**Zu erledigende Aufgaben:**
1/ Führen Sie sämtliche Geldbeträge in Euro auf, die im Rundschreiben über Spenden und Mitgliedsbeiträge genannt werden.
2/ Schreiben Sie das Rundschreiben über Spenden und Mitgliedsbeiträge im Anschluss an seinen letzten Satz weiter.

Frankfurt am Main, 20. Februar 2020
Rundschreiben an die Mitglieder und Spender*innen des Vereins
Beleg über Zahlungen von Spenden und Mitgliedsbeiträgen in 2019
Liebe Mitglieder und Unterstützer*innen,
Ihnen und allen, die unsere Arbeit im letzten Jahr wieder in so vielfältiger Weise, vor allem finanziell und ideell, umfangreich unterstützt, die auf unsere Aufrufe reagiert haben undInformations- und Protestveranstaltungen besucht haben – Ihnen allen danken wir sehr herzlich! Mit Ihrer Hilfe konnten wir und unsere Partnerorganisation Stiftung der freien Frau in Rojava/Syrien unsere Arbeit in 2019 erfolgreich fortsetzen.
In 2019 haben wir Spenden in Höhe von 30.692,33 € eingenommen. Hinzu kommen 1.920,00 € an Mitgliedsbeiträgen sowie Honorare für Vorträge in Höhe von 300 €. Davon konnten 29.390,54 € an die Stiftung der Freien Frau in Rojava/Syrien (WJAS) übergeben werden. Die Ausgaben des Vereins für Öffentlichkeitsarbeit lagen in 2019 bei 2 %, für Fahrt-, Miet- und sonstige Kosten bei 0,7 % des Budgets. Alle Arbeiten werden ehrenamtlich geleistet.

**Angezeigte Datensätze:**
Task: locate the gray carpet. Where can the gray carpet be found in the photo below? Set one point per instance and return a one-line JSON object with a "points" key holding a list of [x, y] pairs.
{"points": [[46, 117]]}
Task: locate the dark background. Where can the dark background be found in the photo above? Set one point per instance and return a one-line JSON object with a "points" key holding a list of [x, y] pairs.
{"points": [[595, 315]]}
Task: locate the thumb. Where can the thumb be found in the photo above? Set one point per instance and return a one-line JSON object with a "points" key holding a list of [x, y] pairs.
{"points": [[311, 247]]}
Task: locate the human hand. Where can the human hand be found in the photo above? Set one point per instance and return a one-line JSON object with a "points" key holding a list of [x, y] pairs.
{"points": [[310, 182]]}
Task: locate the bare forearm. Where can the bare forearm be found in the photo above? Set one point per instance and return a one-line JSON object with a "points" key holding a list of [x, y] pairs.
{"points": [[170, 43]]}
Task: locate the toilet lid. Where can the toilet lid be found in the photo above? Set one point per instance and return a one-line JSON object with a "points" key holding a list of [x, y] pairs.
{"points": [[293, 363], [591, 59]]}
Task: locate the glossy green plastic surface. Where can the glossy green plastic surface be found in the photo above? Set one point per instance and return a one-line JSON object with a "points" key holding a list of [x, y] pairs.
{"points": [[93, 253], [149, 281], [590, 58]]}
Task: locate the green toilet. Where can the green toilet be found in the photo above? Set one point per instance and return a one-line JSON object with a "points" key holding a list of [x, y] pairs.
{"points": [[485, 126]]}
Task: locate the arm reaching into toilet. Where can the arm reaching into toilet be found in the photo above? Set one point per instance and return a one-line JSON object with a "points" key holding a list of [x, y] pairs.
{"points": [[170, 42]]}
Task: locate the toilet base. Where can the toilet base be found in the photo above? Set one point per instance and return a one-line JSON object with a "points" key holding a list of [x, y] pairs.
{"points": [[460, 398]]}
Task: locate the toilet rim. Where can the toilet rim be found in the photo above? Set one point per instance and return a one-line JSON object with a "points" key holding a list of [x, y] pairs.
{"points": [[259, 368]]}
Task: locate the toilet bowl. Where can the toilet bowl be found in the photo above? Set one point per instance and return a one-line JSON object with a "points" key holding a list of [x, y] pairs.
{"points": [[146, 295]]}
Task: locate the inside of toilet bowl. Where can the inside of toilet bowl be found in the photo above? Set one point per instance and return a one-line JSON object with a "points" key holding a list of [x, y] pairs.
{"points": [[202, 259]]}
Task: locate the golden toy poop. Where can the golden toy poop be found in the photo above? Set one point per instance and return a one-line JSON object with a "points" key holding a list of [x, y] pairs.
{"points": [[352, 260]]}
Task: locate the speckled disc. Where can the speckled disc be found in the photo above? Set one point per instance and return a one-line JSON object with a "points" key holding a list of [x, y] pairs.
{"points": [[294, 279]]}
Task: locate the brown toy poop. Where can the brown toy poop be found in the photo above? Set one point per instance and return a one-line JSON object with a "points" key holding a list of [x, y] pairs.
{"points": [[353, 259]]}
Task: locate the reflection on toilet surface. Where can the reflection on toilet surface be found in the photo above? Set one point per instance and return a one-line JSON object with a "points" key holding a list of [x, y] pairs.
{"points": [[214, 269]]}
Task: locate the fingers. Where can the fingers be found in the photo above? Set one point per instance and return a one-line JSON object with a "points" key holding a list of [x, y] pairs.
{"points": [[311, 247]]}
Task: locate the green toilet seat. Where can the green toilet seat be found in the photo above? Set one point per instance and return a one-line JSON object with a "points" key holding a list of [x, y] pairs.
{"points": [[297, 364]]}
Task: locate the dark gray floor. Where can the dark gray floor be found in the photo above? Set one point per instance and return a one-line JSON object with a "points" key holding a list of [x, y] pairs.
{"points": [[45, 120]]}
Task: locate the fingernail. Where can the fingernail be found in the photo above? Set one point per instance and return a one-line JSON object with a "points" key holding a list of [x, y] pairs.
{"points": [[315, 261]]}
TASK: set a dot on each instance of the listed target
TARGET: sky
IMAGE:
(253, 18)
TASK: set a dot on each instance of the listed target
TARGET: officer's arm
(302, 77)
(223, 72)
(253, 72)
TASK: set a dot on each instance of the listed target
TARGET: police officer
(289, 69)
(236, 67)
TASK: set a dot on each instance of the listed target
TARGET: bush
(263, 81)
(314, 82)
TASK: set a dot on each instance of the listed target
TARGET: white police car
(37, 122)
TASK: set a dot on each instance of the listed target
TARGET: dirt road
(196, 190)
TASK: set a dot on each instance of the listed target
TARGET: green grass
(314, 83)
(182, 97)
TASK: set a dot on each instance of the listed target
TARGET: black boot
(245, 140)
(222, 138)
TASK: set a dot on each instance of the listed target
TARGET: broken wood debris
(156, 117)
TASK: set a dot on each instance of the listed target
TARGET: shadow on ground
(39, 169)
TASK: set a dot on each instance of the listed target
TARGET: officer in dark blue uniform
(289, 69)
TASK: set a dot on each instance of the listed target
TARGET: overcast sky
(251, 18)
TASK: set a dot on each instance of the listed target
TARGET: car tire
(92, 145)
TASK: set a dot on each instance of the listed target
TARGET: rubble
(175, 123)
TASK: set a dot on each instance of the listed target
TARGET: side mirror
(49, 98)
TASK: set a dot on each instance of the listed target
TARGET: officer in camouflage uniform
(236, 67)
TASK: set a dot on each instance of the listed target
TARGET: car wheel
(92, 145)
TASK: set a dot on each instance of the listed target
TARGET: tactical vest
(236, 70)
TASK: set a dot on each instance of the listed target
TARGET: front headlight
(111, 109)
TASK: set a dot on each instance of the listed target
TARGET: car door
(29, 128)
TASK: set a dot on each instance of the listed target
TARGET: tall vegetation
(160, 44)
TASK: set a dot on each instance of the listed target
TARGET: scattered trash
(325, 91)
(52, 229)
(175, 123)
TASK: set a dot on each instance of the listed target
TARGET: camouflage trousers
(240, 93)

**Lösungen der Übung:**
1/ 30.692,33 €, 1.920,00 €, 300 €, 29.390,54 €

2/
In 2019 konnte die Kooperation mit der Stiftung der freien Frau in Rojava/Syrien fortgesetzt werden. Diese hat ihre Aktivitäten in der Stadt und dem Kanton Kobanê weiter ausgebaut: Neben dem Waisenhaus Alan’s Rainbow und dem dort angegliederten Kindergarten gibt es vor Ort jetzt auch ein Büro der Stiftung für koordinierende Aufgaben. Die Bibliothek, die 2018 durch eine Spende von Frankfurts Oberbürgermeister Peter Feldmann gefördert wurde, und ein Frauenbildungszentrum im zweiten Gebäudekomplex wurden in Betrieb genommen.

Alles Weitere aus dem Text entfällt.